- YOUR GOAL:
Could you swap "set a marker" for "place a point" throughout all the entries below and write them out again with everything else unchanged? Leave the pictures out of your answer.

- INPUT:

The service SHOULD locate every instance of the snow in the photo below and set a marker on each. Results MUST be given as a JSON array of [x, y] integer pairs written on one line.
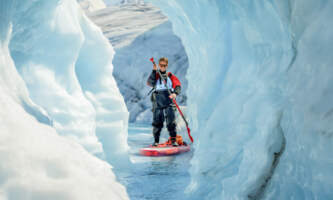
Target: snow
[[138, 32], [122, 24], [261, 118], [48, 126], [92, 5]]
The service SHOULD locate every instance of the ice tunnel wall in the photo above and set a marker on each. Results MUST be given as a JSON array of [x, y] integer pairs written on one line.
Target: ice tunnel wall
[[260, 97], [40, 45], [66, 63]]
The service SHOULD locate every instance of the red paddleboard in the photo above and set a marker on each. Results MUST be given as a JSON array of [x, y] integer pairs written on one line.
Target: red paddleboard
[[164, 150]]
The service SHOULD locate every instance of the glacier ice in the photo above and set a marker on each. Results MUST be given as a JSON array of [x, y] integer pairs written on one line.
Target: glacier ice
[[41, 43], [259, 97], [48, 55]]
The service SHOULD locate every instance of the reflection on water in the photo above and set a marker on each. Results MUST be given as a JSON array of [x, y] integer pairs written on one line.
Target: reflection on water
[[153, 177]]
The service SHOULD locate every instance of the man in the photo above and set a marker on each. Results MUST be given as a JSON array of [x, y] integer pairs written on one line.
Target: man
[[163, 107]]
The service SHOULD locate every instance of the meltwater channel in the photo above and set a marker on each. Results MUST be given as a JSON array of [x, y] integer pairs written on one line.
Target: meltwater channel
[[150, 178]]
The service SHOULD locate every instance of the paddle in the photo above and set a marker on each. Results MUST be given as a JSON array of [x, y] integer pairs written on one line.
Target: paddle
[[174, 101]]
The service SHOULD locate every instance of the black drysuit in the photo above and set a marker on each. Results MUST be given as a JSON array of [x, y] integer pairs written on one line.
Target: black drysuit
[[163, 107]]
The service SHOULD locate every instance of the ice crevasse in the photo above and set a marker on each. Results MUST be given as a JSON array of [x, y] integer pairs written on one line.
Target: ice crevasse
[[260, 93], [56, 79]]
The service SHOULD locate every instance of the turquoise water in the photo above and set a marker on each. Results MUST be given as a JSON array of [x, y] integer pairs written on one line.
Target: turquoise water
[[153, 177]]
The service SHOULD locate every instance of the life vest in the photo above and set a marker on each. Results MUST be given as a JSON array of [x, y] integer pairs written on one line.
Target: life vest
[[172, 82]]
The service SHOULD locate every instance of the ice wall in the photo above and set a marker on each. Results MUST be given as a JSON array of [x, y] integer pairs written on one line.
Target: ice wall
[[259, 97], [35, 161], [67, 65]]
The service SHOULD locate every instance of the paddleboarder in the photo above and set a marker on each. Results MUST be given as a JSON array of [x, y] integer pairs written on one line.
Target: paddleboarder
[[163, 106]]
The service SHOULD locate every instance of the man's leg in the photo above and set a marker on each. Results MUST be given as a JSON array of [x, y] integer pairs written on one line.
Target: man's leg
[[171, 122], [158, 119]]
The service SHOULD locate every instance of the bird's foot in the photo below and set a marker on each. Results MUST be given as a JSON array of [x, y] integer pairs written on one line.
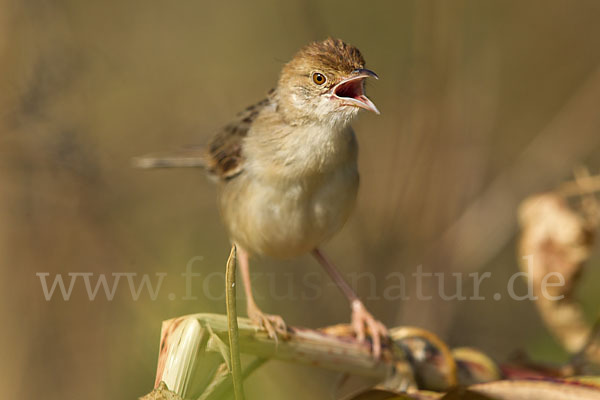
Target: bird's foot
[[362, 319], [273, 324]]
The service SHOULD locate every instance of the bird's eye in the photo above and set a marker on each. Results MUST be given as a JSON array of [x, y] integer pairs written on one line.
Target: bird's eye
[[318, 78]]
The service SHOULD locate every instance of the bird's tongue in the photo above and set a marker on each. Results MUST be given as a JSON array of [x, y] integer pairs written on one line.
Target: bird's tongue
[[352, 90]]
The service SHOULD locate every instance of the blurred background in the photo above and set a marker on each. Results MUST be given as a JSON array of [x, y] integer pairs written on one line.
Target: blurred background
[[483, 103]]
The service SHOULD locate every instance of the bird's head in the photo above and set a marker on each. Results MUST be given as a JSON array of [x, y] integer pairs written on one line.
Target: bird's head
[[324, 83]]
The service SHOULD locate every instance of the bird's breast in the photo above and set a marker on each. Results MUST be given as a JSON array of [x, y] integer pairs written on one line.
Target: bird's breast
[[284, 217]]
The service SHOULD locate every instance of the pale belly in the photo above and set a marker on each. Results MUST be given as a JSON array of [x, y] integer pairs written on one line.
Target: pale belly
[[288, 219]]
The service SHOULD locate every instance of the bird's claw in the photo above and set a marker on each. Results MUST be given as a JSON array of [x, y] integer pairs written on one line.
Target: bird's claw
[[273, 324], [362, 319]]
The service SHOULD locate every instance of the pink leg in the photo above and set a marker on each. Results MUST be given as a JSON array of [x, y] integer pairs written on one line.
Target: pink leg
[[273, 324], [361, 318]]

- EXPECTED ANSWER:
The service SHOULD locate every instance of the snow in the photo below and place a point on each. Results MUST be given as a JSON array of [x, y] integer pairs written on one line.
Target: snow
[[138, 32], [122, 24], [261, 118], [48, 126], [92, 5]]
The service SHOULD locate every instance of the ice tunnel wall in the photo above and place a point on each. Results MUST be given as a JSON array of [x, y] integer pairs written on one line.
Target: ice tunnel wall
[[260, 97], [40, 45], [66, 63]]
The service SHOULD locate every instance of the red paddleboard in the photo above and place a point on each. Results MUST be given as a JSON array of [x, y] integer pairs written on one line.
Target: red paddleboard
[[164, 150]]
The service SHOULD locate every instance of the glacier ice in the photo above and place a point on each. Results MUST be given as a JSON array of [x, y] integer pairs written on one line.
Target: glacier ice
[[41, 43], [259, 97], [48, 55]]
The service SHOULD locate every instance of the reflection on water in the photo above and place a point on each. Results MUST be given as a JSON array of [x, y] integer pairs written on one line.
Target: reflection on water
[[153, 177]]
The service SHOULD locate every instance of the man in the photo above and place a point on each. Results MUST be given as a JSON array of [x, y] integer pairs written on one line.
Target: man
[[163, 107]]
The service SHOULD locate every instance of the meltwater channel in the photo above and place a point on each. Results MUST be given as a JSON array of [x, y] integer pairs written on one line.
Target: meltwater channel
[[150, 178]]
The service SHOULD locate every instance of the paddle in the photo above and place a point on each. Results MUST be given as a JSON array of [x, y] integer pairs written on one line.
Target: paddle
[[174, 101]]
The service SHOULD locate every instance of the black drysuit in the photo above and place a point on each. Results MUST be given as a JSON array of [x, y] integer pairs written on one line.
Target: black drysuit
[[163, 107]]
The service SHOULD locate every instance of the ice crevasse in the photo above and place a point on each. Results MUST be given as a JSON array of [x, y] integer pairs written on one line.
Target: ice crevasse
[[260, 93], [56, 79]]
The service SHOULD locate every instance of the turquoise water in the photo above and place a point on each. Results MUST be given as a JSON array of [x, y] integer pairs written on one line.
Target: turquoise water
[[153, 177]]
The service SHOULD locate every instance of the life vest in the photo above and place a point on each. Results MUST be given as a JSON array of [x, y] integer pairs written on one line.
Target: life vest
[[172, 82]]
The service SHOULD locate every instance of the ice wall in the photo above and place a point on each. Results MUST be given as a JSON array of [x, y] integer pairs written on one line.
Target: ice wall
[[259, 97], [35, 161], [67, 65]]
The service SHOULD locate every instance of the paddleboarder in the photo above and place a point on each. Results MUST be given as a JSON array of [x, y] integer pairs written on one line.
Target: paddleboarder
[[163, 106]]
The service SHOULD locate every instance of the man's leg in the photo above and place a point on each. Results MUST be given as a JSON array of [x, y] integer pairs written on one line.
Target: man's leg
[[171, 122], [158, 119]]
The service SHOULD locate every instance of the bird's foot in the photo below and place a point on each. Results MUST be given as a JSON array of [x, y] integer pairs written on one line.
Target: bird's foot
[[362, 319], [273, 324]]
The service SHOULD locate every instance of the bird's eye in the photo above and place a point on each. Results MUST be given as a JSON array of [x, y] integer pairs written on one line.
Target: bird's eye
[[318, 78]]
The service SHOULD locate every instance of the bird's tongue in the photo above and place a point on each. Results MUST be given as a JSON array of [x, y] integer pairs written on one line.
Target: bird's tongue
[[352, 90]]
The service SHOULD locate every instance of the blurred background in the photo above and place a point on each. Results MUST be given as a JSON array of [x, y] integer pairs written on one line.
Target: blurred background
[[483, 103]]
The service SHOULD locate every instance of the bird's head in the photo above and place a point on each. Results MUST be given as a JSON array of [x, y] integer pairs written on one line.
Target: bird's head
[[324, 83]]
The service SHOULD locate every instance of the bird's breast in the photo above and place a point on each. Results MUST be given as a JSON array of [x, y] integer pairs written on one line.
Target: bird's breast
[[284, 217]]
The service SHOULD locate every instance of the pale belly in the photo above and place a point on each. Results MUST be given as a JSON array of [x, y] integer pairs written on one line.
Target: pale belly
[[288, 219]]
The service SHOULD locate every instance of the bird's claw in the photo above and place a point on each. Results MUST be given as a JSON array of [x, y] integer pairs written on one line.
Target: bird's claw
[[273, 324], [362, 319]]
The service SHOULD locate every instance of the pink leg in the photo above and place a point on each. Results MUST be given as a JSON array of [x, y] integer pairs written on one line.
Target: pink leg
[[273, 324], [361, 318]]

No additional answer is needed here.